→ **Stated task**: Reproduce all of the listing below without alteration.

--*--

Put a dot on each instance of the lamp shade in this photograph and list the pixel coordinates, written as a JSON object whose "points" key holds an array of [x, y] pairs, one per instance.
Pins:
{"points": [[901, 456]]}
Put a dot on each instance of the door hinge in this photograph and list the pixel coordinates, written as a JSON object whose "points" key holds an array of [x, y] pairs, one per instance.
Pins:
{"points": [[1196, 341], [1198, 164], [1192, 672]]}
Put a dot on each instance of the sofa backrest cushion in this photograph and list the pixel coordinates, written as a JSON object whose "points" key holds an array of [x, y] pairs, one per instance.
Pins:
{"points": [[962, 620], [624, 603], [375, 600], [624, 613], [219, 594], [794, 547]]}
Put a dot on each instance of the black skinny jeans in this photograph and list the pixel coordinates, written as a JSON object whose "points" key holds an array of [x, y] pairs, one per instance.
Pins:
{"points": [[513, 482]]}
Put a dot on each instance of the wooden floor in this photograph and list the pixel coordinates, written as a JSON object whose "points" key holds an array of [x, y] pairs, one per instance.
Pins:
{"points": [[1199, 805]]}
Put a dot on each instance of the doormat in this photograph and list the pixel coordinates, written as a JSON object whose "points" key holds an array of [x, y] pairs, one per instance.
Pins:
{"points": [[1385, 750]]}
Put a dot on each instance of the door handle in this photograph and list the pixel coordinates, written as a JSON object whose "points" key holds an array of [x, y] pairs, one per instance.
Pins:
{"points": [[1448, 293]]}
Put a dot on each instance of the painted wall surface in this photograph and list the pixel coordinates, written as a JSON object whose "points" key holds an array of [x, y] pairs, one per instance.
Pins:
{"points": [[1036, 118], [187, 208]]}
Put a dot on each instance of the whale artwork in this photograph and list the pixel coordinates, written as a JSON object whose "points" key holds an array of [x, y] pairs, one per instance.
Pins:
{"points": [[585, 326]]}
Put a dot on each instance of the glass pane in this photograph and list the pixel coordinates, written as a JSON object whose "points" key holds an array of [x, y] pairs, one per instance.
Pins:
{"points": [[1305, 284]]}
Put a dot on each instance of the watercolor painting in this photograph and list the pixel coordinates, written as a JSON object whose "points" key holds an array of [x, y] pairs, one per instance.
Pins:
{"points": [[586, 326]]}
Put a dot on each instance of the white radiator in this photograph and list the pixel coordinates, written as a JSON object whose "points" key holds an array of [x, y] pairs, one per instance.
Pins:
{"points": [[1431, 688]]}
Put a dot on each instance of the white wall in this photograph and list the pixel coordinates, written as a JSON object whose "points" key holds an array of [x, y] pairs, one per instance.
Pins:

--*--

→ **Exercise result**:
Put a dot on each instance of the lamp shade in this photograph and list the pixel coordinates, written as a JSON object whose "points" key holds an array of [x, y] pairs, one per instance.
Pins:
{"points": [[901, 456]]}
Put a dot on each instance of the door hinge in this photograph and list the pixel coordinates, written as a JSON object whose "points" key holds an array of [x, y] pairs, one per instance.
Pins:
{"points": [[1196, 341], [1198, 164], [1192, 672]]}
Put a dot on each instance of the sofa backrest cushion in this photograph and list the pixel coordinates, written as a JSON object whose "points" key holds an array of [x, y] pairs, one per instance.
Pins:
{"points": [[962, 620], [624, 603], [375, 600], [624, 613], [219, 594], [794, 547]]}
Put a dot on each instance of the black skinny jeans in this photograph and list the pixel coordinates, written as a JSON object whose "points" key holds an array of [x, y] pairs, one per instance.
Pins:
{"points": [[513, 482]]}
Put a dot on each instance of the wooden floor in this photograph and list the pixel coordinates, written as a JSON object whose "points" key holds an array of [x, y] pairs, one per instance.
Pins:
{"points": [[1199, 805]]}
Put a dot on each instance of the doormat in this photograph and list the pixel coordinates, written as a JSON object whose "points" key holds an array of [x, y] pairs, one per instance.
Pins:
{"points": [[1385, 750]]}
Put a dot on each instance of the door handle in this photograph and list the pixel coordinates, written as a JSON object whose "points" key holds an array of [x, y] pairs, one per instance.
Pins:
{"points": [[1448, 293]]}
Put a dot on each instance of the painted wall surface in this photograph and list the pixel coordinates, written as a JSON object whose "points" key holds an array of [x, y] pairs, one per instance.
Pins:
{"points": [[1036, 118], [187, 208]]}
Put a dot on each instance of the whale artwork in this photograph and list the pixel coordinates, written as a JSON object whose "points" key holds an array of [x, y] pairs, one per instance.
Pins:
{"points": [[585, 326]]}
Put a dot on each instance of the glass pane in this photograph and list the pixel coordinates, written as a JSON object whose "points" key holds an array of [x, y] pairs, one per instance.
Pins:
{"points": [[1305, 284]]}
Put a dot on each instance of the watercolor painting in this photograph and list the pixel coordinates, written as a JSON object whose "points" key holds an array of [x, y] pairs, one per instance.
Pins:
{"points": [[586, 326]]}
Put a dot on each instance of the white radiator in this photograph and list the pixel coordinates, written as a JSON object whose "points" key holds an array of [x, y] pairs, one per instance.
Pins:
{"points": [[1431, 688]]}
Put a dot on each instance of the white wall in this photograph and list the pixel coordinates, written as a JSON object whose "points" key holds an array of [x, y] pairs, one per instance.
Pins:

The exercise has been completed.